Articolo

La storia del pane inizia con le prime tracce di uomini che, smettendo di girovagare per cacciare e raccogliere quello che cresceva spontaneamente per cibarsene, sono diventati stanziali. Si sono fermati in un luogo e cinque mila anni prima dell'era attuale sono nate in Europa le prime tecniche agricole, come il dissodamento del terreno, la coltivazione, la selezione delle specie, eccetera.
Fin da quando l'uomo ha iniziato a dedicarsi all'agricoltura i cereali hanno costituito la base della sua alimentazione. Con il passare del tempo si diffusero modi e tecniche più raffinate per coltivare e macinare i cereali, divenuti ormai molto importanti e per migliaia di anni i cereali sono stati l'alimento che ha permesso la sopravvivenza dell'intera umanità.
Probabilmente il primo pane dell'uomo è stata una focaccia non lievitata, fatta di farina di un qualunque cereale, impastata con l'acqua e cotta probabilmente sopra i sassi caldi.
Testi antichi e resti archeologici hanno confermato che il pane era usato dagli antichi Egizi, era un alimento comune presso i Greci e faceva parte degli usi alimentari dei Romani.

Voci del dataset
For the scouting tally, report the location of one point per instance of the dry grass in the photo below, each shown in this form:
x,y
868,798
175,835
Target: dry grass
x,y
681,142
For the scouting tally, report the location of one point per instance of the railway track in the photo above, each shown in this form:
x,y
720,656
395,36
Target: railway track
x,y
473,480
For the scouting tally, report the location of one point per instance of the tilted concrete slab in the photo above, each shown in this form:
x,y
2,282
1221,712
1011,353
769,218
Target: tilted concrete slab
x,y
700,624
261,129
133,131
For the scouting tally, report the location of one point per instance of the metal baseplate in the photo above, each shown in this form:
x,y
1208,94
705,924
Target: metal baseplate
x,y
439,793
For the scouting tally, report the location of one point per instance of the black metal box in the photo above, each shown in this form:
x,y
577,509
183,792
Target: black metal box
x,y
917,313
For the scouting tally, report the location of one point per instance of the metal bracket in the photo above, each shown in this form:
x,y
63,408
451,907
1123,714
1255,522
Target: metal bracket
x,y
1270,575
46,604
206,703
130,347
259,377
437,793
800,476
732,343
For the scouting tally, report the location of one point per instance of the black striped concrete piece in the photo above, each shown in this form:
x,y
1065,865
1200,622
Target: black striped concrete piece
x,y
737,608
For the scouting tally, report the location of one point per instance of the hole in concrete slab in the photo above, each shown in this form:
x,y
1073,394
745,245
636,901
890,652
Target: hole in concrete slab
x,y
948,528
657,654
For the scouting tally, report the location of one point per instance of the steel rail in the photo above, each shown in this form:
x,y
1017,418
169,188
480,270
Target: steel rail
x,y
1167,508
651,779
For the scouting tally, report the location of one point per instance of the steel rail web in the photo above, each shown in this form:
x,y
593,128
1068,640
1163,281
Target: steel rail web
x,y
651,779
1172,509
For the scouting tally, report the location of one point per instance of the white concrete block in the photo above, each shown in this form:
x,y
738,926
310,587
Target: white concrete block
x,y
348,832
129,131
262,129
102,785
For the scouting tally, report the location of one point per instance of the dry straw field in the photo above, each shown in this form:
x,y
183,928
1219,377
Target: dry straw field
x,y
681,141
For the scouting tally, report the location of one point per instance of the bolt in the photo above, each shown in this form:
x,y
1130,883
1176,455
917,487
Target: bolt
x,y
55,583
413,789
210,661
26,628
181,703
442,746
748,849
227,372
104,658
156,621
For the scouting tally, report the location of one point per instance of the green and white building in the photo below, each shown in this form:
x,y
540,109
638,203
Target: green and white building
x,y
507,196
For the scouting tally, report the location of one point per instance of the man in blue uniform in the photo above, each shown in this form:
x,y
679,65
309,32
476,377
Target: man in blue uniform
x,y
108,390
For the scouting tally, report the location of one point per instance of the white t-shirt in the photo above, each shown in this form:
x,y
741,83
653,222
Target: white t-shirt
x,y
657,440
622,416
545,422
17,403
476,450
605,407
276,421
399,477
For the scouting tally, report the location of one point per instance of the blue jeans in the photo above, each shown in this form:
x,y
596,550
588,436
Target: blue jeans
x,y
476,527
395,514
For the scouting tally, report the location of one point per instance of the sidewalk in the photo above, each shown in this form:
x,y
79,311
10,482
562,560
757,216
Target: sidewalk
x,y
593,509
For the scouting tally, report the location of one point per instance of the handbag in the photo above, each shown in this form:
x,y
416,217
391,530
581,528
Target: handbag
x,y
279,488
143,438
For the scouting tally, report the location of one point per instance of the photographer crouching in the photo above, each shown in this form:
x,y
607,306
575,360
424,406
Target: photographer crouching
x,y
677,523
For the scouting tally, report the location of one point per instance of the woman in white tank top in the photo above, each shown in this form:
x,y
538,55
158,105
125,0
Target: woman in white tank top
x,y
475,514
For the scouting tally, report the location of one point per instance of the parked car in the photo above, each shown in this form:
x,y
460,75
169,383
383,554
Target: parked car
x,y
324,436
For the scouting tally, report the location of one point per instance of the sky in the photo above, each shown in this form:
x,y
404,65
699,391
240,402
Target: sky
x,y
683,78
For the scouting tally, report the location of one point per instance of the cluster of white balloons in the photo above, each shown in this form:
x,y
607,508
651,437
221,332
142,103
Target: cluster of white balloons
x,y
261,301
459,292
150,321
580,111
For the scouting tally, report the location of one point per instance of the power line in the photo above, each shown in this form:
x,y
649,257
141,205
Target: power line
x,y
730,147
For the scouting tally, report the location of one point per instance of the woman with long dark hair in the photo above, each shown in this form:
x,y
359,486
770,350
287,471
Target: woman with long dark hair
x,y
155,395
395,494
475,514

Il compito
Rispondi alle domande sull'articolo sulla storia del pane.
(a) Quando e dove sono nate le prime tecniche agricole?
(b) Su che cosa fu cotto, probabilmente, il primo pane?
(c) Quali popoli antichi conoscevano il pane secondo testi antichi e resti archeologici?

Soluzione
(a) In Europa, cinque mila anni prima dell'era attuale.
(b) Sopra i sassi caldi.
(c) Gli Egizi, i Greci e i Romani.